[Input for this task start]

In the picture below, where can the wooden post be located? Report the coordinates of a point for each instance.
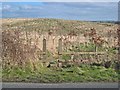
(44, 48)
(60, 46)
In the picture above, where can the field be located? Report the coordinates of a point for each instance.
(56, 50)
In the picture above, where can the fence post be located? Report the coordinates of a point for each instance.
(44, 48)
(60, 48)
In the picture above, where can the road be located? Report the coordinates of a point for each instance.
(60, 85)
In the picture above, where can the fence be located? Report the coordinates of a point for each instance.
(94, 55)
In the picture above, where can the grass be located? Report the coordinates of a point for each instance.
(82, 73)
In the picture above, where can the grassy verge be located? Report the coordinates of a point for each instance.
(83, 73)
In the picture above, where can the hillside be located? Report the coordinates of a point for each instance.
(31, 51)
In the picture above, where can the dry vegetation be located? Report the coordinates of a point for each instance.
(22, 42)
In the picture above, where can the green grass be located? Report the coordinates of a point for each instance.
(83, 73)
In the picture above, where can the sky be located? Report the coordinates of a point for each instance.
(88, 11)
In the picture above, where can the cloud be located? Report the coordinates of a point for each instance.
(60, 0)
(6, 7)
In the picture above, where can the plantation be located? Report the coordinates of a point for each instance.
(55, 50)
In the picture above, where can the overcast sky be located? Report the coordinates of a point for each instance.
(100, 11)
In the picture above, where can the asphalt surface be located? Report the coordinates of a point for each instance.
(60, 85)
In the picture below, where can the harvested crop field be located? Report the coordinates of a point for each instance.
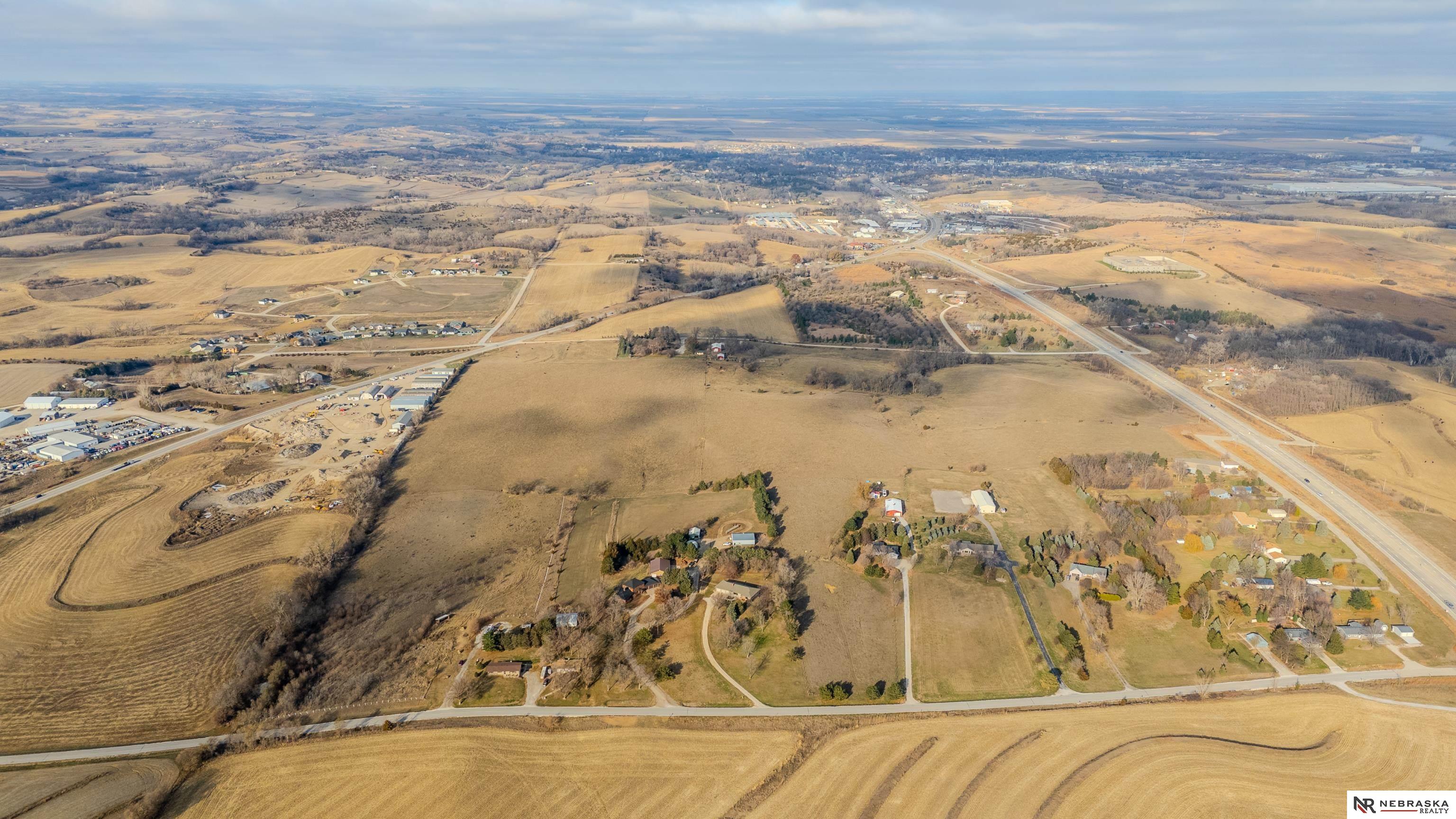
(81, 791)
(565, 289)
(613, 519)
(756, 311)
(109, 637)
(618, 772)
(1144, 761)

[Input for this task end]
[Input for this task start]

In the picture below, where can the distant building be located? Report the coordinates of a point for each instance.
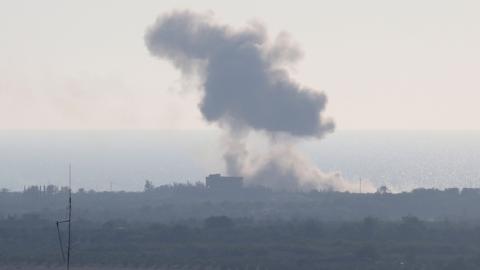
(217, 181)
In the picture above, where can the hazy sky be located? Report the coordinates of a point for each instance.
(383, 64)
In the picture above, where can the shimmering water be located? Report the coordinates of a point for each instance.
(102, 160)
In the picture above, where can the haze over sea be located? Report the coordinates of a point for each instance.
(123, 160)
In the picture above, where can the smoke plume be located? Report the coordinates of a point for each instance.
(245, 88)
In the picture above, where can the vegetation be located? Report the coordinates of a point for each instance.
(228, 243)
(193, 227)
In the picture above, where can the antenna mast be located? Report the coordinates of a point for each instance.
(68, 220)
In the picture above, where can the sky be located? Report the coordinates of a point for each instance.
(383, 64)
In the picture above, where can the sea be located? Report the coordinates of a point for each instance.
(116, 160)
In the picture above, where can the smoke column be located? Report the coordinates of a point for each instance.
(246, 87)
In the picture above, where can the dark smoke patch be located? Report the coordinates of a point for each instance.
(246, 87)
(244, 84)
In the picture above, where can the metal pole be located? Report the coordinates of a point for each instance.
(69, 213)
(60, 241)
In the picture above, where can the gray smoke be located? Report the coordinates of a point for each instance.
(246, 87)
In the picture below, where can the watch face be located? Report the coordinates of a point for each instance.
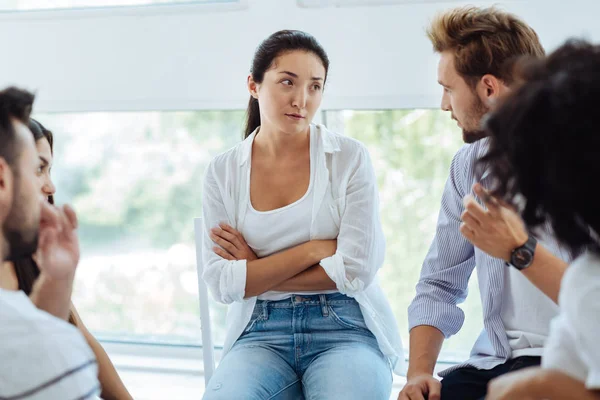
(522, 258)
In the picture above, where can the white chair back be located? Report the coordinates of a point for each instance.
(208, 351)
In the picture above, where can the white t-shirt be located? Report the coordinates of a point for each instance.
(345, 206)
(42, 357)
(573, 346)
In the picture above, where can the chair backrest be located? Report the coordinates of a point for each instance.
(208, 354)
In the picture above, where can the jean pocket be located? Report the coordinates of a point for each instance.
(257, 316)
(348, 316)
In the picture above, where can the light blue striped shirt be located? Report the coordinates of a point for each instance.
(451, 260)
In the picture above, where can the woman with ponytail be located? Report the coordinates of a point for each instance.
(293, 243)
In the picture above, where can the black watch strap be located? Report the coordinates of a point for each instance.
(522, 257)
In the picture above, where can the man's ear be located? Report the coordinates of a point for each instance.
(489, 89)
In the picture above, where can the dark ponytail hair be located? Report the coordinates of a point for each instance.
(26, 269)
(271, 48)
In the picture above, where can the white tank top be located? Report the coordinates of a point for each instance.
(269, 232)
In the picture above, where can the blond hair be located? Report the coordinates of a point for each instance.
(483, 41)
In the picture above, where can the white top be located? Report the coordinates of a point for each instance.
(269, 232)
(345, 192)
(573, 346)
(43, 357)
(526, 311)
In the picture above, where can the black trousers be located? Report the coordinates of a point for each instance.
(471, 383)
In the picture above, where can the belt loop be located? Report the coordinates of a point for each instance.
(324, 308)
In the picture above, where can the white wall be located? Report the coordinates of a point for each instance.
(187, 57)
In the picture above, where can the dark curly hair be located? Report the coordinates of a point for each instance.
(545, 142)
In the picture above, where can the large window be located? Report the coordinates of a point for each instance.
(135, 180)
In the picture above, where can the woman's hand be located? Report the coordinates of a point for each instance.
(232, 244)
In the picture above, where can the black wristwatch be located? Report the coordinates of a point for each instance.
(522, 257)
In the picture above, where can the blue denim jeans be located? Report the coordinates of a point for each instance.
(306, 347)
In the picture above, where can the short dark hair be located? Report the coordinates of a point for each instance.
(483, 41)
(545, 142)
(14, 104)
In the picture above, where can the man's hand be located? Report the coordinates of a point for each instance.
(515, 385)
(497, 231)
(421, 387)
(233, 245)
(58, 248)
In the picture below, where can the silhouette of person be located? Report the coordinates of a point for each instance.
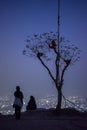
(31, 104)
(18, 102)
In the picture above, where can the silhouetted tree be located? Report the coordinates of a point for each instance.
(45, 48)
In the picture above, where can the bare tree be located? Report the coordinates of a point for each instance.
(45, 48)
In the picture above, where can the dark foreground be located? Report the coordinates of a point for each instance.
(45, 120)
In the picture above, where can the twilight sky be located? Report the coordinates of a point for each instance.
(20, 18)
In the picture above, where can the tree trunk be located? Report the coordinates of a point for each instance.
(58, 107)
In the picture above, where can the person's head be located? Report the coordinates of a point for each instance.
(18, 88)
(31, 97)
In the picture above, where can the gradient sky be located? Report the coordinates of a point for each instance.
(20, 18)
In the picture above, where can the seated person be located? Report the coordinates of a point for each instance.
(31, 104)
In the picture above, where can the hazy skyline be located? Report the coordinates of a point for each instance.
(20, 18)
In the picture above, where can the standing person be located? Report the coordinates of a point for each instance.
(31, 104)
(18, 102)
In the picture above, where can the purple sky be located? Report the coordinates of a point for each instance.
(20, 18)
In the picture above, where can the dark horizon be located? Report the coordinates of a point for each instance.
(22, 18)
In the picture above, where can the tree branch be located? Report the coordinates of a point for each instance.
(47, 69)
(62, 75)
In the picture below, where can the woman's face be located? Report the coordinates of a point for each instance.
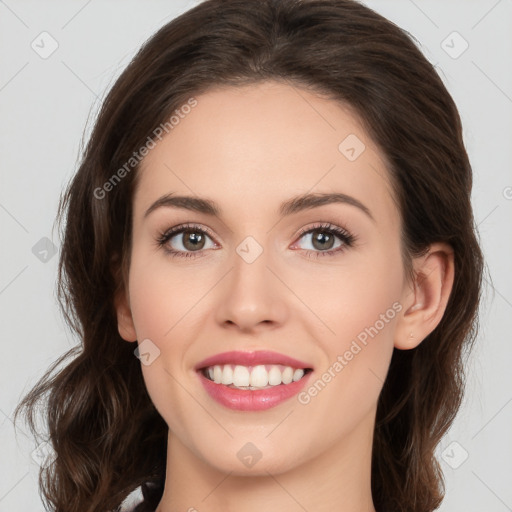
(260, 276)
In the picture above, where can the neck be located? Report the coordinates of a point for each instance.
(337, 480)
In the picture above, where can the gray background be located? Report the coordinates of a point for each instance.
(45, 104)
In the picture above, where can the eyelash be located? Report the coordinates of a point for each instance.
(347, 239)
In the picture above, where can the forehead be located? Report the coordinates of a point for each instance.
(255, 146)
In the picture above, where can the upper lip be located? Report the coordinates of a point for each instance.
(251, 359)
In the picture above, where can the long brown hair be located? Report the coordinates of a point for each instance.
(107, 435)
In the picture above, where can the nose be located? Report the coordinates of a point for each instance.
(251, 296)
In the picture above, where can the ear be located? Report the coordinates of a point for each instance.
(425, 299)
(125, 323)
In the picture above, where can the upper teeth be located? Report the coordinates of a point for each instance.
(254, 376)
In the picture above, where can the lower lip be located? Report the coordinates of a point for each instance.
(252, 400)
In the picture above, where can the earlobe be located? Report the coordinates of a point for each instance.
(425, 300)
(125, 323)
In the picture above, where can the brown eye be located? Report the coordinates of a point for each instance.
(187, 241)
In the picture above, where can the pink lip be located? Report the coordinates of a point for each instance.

[Input for this task end]

* [Task statement]:
Write out the rows between the line holding "In the picture below, where can the wooden" and the line holding "(1144, 761)", inclusive, with each line unchanged. Leave the pictures out of your answer.

* [Answer to this exercise]:
In the picture below, where can the wooden post be located? Report the coordinates of a point for each instance.
(44, 48)
(60, 46)
In the picture above, where can the field be located? Report the coordinates of a point for each instance.
(56, 50)
In the picture above, where can the fence post be located? Report the coordinates of a point for each instance.
(44, 48)
(60, 48)
In the picture above, where can the road be located? Report the coordinates of a point for each instance.
(60, 85)
In the picture above, where can the fence be located? Report the coordinates of a point for each instance.
(94, 55)
In the picture above, where can the grass be located? Report the coordinates of a point for each instance.
(82, 73)
In the picture above, where can the grassy verge be located? Report the coordinates of a point for each instance.
(83, 73)
In the picture above, where can the hillside be located? Report the coordinates of a point for each instance.
(31, 51)
In the picture above, where can the dry vegetation be located? Report the coordinates of a point for each instance.
(22, 42)
In the picture above, where can the green grass be located? Report the coordinates of a point for each instance.
(83, 73)
In the picture above, where can the sky be located? Report the coordinates of a point for each instance.
(88, 11)
In the picture above, where can the cloud be located? Report the coordinates of a point for each instance.
(60, 0)
(6, 7)
In the picture above, where can the plantation be located? Report the coordinates of a point for each instance.
(55, 50)
In the picture above, where can the overcast sky be located? Report the coordinates of a point for each instance.
(100, 11)
In the picture above, where can the asphalt surface be located? Report the coordinates of a point for each instance.
(60, 85)
In the picture below, where can the harvested crop field be located? Report the coordinates of a point for each instance.
(81, 791)
(565, 289)
(613, 519)
(756, 311)
(109, 637)
(618, 772)
(1144, 761)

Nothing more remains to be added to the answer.